MATERIAL SUPPLIED

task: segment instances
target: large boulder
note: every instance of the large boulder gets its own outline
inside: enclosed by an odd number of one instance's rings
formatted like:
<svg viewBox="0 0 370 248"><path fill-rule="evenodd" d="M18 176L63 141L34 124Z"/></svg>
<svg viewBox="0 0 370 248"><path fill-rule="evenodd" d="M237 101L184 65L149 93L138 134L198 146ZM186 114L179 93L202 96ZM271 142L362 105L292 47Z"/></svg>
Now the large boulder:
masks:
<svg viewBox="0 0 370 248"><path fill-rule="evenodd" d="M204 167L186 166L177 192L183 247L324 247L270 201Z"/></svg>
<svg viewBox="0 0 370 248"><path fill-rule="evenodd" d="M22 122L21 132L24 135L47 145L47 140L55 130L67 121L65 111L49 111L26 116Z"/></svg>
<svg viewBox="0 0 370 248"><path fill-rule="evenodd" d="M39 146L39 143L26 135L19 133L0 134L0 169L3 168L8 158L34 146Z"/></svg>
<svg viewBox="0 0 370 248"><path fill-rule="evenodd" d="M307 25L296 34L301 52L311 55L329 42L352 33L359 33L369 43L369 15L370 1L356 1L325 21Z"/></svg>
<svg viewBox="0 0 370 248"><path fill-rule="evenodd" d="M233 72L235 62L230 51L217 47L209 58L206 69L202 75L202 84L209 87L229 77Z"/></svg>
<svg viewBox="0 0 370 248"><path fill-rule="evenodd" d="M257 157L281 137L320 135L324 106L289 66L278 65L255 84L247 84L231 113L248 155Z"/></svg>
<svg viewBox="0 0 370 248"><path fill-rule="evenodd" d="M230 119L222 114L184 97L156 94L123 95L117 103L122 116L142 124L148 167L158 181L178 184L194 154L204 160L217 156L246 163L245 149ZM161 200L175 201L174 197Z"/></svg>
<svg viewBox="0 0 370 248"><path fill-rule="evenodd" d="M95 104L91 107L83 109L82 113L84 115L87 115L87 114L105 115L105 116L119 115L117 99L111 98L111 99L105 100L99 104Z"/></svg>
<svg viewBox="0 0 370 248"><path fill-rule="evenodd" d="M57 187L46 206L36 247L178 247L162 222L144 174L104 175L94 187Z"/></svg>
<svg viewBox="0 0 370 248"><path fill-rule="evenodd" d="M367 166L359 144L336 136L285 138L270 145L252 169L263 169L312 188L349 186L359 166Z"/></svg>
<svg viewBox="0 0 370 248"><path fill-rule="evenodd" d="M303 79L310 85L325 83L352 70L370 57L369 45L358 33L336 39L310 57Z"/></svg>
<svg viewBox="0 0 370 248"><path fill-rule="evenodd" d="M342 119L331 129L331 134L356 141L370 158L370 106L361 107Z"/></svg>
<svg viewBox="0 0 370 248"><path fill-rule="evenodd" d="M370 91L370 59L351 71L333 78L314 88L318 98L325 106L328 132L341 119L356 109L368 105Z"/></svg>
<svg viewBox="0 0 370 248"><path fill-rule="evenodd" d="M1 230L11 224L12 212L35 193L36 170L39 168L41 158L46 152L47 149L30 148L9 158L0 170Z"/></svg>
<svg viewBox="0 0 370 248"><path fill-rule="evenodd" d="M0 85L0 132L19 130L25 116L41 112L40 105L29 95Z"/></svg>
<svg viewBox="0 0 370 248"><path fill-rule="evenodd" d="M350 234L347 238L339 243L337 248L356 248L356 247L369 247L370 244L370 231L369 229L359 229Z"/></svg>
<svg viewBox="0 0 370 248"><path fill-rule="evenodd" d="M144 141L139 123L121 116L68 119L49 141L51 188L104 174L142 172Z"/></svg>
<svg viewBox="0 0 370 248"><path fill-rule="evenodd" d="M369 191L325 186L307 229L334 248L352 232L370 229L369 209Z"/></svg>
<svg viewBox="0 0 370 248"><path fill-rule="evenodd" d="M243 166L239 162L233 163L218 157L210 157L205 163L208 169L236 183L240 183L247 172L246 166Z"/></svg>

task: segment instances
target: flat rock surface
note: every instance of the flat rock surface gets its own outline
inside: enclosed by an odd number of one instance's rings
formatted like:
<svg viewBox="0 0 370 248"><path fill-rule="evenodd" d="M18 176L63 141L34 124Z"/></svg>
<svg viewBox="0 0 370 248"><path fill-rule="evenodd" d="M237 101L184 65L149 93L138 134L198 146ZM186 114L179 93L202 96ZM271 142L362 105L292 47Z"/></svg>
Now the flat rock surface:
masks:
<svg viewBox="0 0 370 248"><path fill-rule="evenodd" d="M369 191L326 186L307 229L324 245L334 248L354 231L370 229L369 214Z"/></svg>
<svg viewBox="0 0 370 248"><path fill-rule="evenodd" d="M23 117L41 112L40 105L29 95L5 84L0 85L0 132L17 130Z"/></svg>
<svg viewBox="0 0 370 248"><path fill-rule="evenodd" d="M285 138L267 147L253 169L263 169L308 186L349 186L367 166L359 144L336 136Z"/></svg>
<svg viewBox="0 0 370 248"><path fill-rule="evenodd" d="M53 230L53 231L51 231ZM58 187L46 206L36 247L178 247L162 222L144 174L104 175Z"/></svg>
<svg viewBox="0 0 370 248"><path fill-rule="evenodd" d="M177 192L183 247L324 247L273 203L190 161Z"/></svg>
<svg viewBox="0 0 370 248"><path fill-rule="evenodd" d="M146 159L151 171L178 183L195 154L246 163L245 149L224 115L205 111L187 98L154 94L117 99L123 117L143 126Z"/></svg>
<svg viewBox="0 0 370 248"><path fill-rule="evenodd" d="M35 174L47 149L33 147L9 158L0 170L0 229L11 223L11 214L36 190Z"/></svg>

WHAT IS REQUIRED
Your answer should be the records themselves, returned word for word.

EXPECTED ANSWER
task: segment instances
target: large boulder
note: every instance of the large boulder gets its own outline
inside: enclosed by an odd number of one instance's rings
formatted like:
<svg viewBox="0 0 370 248"><path fill-rule="evenodd" d="M18 176L63 141L34 124Z"/></svg>
<svg viewBox="0 0 370 248"><path fill-rule="evenodd" d="M237 101L184 65L149 93L138 134L198 146ZM186 114L179 93L202 96ZM271 142L362 105L292 47Z"/></svg>
Now the large boulder:
masks:
<svg viewBox="0 0 370 248"><path fill-rule="evenodd" d="M204 167L186 166L177 192L183 247L324 247L270 201Z"/></svg>
<svg viewBox="0 0 370 248"><path fill-rule="evenodd" d="M22 122L21 132L24 135L47 145L47 140L55 130L67 121L65 111L49 111L26 116Z"/></svg>
<svg viewBox="0 0 370 248"><path fill-rule="evenodd" d="M39 146L39 143L26 135L19 133L0 134L0 169L3 168L8 158L34 146Z"/></svg>
<svg viewBox="0 0 370 248"><path fill-rule="evenodd" d="M307 25L296 34L301 52L311 55L329 42L352 33L359 33L369 43L369 15L370 1L356 1L325 21Z"/></svg>
<svg viewBox="0 0 370 248"><path fill-rule="evenodd" d="M233 72L235 62L230 51L217 47L209 58L206 69L202 75L202 84L209 87L229 77Z"/></svg>
<svg viewBox="0 0 370 248"><path fill-rule="evenodd" d="M257 157L281 137L320 135L324 106L289 66L278 65L255 84L247 84L231 113L248 155Z"/></svg>
<svg viewBox="0 0 370 248"><path fill-rule="evenodd" d="M230 119L222 114L184 97L156 94L123 95L117 103L122 116L142 124L148 167L158 181L178 184L194 154L204 160L217 156L246 163L245 149ZM161 200L175 201L174 197Z"/></svg>
<svg viewBox="0 0 370 248"><path fill-rule="evenodd" d="M95 104L91 107L83 109L82 113L84 115L87 115L87 114L105 115L105 116L119 115L117 99L111 98L111 99L105 100L99 104Z"/></svg>
<svg viewBox="0 0 370 248"><path fill-rule="evenodd" d="M57 187L46 206L36 247L178 247L162 222L144 174L104 175L94 187Z"/></svg>
<svg viewBox="0 0 370 248"><path fill-rule="evenodd" d="M367 166L359 144L336 136L285 138L270 145L252 169L263 169L312 188L349 186L359 166Z"/></svg>
<svg viewBox="0 0 370 248"><path fill-rule="evenodd" d="M303 79L310 85L325 83L352 70L370 57L369 45L358 33L336 39L310 57Z"/></svg>
<svg viewBox="0 0 370 248"><path fill-rule="evenodd" d="M342 119L331 129L331 134L356 141L370 158L370 106L361 107Z"/></svg>
<svg viewBox="0 0 370 248"><path fill-rule="evenodd" d="M370 91L370 59L351 71L333 78L314 88L318 98L325 106L328 132L341 119L356 109L368 105Z"/></svg>
<svg viewBox="0 0 370 248"><path fill-rule="evenodd" d="M1 230L11 224L12 212L35 193L36 170L39 168L41 158L46 152L47 149L30 148L9 158L0 170Z"/></svg>
<svg viewBox="0 0 370 248"><path fill-rule="evenodd" d="M0 85L0 132L19 130L25 116L41 112L40 105L29 95Z"/></svg>
<svg viewBox="0 0 370 248"><path fill-rule="evenodd" d="M350 234L347 238L339 243L337 248L356 248L356 247L369 247L370 244L370 231L369 229L359 229Z"/></svg>
<svg viewBox="0 0 370 248"><path fill-rule="evenodd" d="M144 141L139 123L121 116L68 119L49 141L51 188L104 174L142 172Z"/></svg>
<svg viewBox="0 0 370 248"><path fill-rule="evenodd" d="M369 191L325 186L307 229L334 248L352 232L370 229L369 209Z"/></svg>
<svg viewBox="0 0 370 248"><path fill-rule="evenodd" d="M243 166L239 162L233 163L218 157L210 157L205 163L208 169L236 183L240 183L247 172L246 166Z"/></svg>

task: segment instances
target: flat rock surface
note: every instance of the flat rock surface gets its own outline
inside: enclosed by an odd number of one instance's rings
formatted like:
<svg viewBox="0 0 370 248"><path fill-rule="evenodd" d="M18 176L63 141L34 124Z"/></svg>
<svg viewBox="0 0 370 248"><path fill-rule="evenodd" d="M237 101L184 65L149 93L138 134L198 146ZM186 114L179 93L202 96ZM271 142L362 105L292 47Z"/></svg>
Now the flat rock surface:
masks:
<svg viewBox="0 0 370 248"><path fill-rule="evenodd" d="M369 191L326 186L307 229L324 245L334 248L354 231L370 229L369 214Z"/></svg>
<svg viewBox="0 0 370 248"><path fill-rule="evenodd" d="M23 117L41 112L40 105L29 95L5 84L0 85L0 132L17 130Z"/></svg>
<svg viewBox="0 0 370 248"><path fill-rule="evenodd" d="M285 138L267 147L253 169L263 169L308 186L349 186L367 166L359 144L336 136Z"/></svg>
<svg viewBox="0 0 370 248"><path fill-rule="evenodd" d="M53 230L53 231L51 231ZM58 187L46 206L36 247L178 247L162 222L144 174L104 175Z"/></svg>
<svg viewBox="0 0 370 248"><path fill-rule="evenodd" d="M177 192L183 247L324 247L273 203L190 161Z"/></svg>
<svg viewBox="0 0 370 248"><path fill-rule="evenodd" d="M146 159L151 171L178 183L195 154L246 163L245 149L224 115L205 111L187 98L154 94L117 99L123 117L143 126Z"/></svg>
<svg viewBox="0 0 370 248"><path fill-rule="evenodd" d="M35 174L47 149L33 147L9 158L0 170L0 229L11 223L11 214L36 190Z"/></svg>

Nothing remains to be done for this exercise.